Requirements:
Answer these from the passage on the Digital Markets Act:
1. In what year did the EU adopt the platform-to-business (P2B) Regulation?
2. On what date was the Digital Markets Act proposal expected to be published?
3. Which organization is Konstantina Bania with?

Passage given:
================

The Digital Markets Act and regulation of P2B relations: Mission impossible?

0 comments | 17 shares

Estimated reading time: 5 minutes

Konstantina Bania

December 14th, 2020

The Digital Markets Act and regulation of P2B relations: Mission impossible?

0 comments | 17 shares

Estimated reading time: 5 minutes

As many countries around the world consider how to regulate large technology companies – platforms – that provide services such as social media or search, Konstantina Bania of the European Broadcasting Union asks whether the upcoming EU’s Digital Markets Act will transform platform regulation.

‘Platform regulation’ has become a buzz term in policy circles. Discussions globally have moved beyond content-related issues, such as fake news and child online safety, to the need to regulate the relations between platforms and their business users.

It is one of those rare moments in history when initiatives undertaken in different jurisdictions, ranging from policy reports to travaux préparatoires of statutes, reach the same conclusion: : even if competition rules are adapted to the specificities of digital markets, they are not sufficient to address the problems arising from the ‘gatekeeping’ role that platforms play.  As a result, so the argument goes, vigorous competition enforcement must be complemented with ex ante rules in order to protect platforms’ business users and, by extension, competition in digital markets.

In the EU, a wave of regulatory activity is emerging to address competition concerns in the platform economy. In 2019, the EU adopted the platform-to-business (P2B) Regulation, which imposes on platforms a series of transparency obligations (e.g. a duty to disclose whether they engage in self-preferencing). And the Commission is on the verge of publishing a legislative proposal on a Digital Markets Act (DMA) that is expected to establish obligations that go beyond transparency.

The DMA aims to change the rule book. Though platforms have traditionally been subject to ‘light touch’ regulation, post-DMA they will most likely abide by rules requiring them to introduce changes to their practices and/or monetization strategies.

However, regulating platforms is easier said than done. Platforms that have emerged in recent years are very different from one another in terms of the main functions they perform, the functionalities they offer and the business models they have designed to generate revenues. Before we see the much-anticipated proposal (expected to be published on December 15), it’s worth raising a few questions about where the Commission is (or should be) headed.

Why is the existing toolkit inappropriate to capture harmful platform practices?

Though the way in which platforms should be regulated is still subject to debate (e.g. Should there be a ‘black list’ of practices? Or should platforms’ duties be determined by reference to a set of principles ‘à la Furman’?), there seems to be a growing consensus that the current legal framework is not sufficient to resolve problems arising from platform practices and/or inherent characteristics of platform markets (e.g. high concentration ratios caused by network effects). However, the regulatory gap the DMA must fill is far from clear.

================

Provided data:
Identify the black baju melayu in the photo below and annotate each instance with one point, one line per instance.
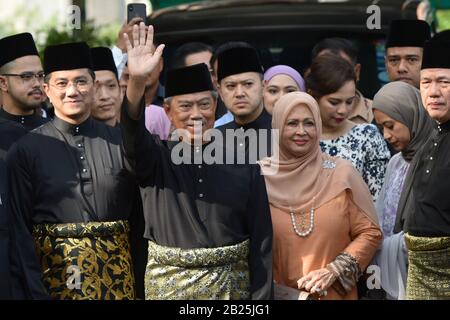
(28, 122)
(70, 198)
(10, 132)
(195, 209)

================

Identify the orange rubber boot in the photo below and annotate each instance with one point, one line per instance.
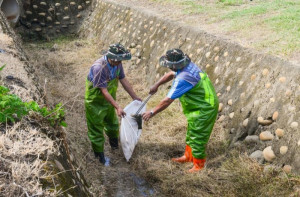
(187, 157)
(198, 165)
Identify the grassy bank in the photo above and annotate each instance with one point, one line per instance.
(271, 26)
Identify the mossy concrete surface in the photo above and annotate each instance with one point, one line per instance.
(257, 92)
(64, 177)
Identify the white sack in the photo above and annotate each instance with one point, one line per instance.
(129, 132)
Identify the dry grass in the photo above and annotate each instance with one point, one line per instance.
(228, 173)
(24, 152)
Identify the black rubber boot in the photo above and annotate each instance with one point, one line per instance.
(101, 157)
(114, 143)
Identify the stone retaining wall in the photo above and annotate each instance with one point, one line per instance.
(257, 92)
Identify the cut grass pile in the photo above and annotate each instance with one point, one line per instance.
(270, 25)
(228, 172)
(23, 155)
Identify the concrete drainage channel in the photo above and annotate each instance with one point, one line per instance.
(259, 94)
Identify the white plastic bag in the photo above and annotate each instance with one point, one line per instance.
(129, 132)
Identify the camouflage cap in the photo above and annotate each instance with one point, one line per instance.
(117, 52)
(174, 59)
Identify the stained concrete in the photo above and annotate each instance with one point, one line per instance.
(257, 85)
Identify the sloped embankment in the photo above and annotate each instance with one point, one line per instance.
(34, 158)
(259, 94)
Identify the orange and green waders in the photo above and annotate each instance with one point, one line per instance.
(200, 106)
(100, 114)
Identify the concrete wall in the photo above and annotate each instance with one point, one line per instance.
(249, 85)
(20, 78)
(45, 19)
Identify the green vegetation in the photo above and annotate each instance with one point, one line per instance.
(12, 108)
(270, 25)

================

Result of this task:
1. 2019
2. December 15
3. The European Broadcasting Union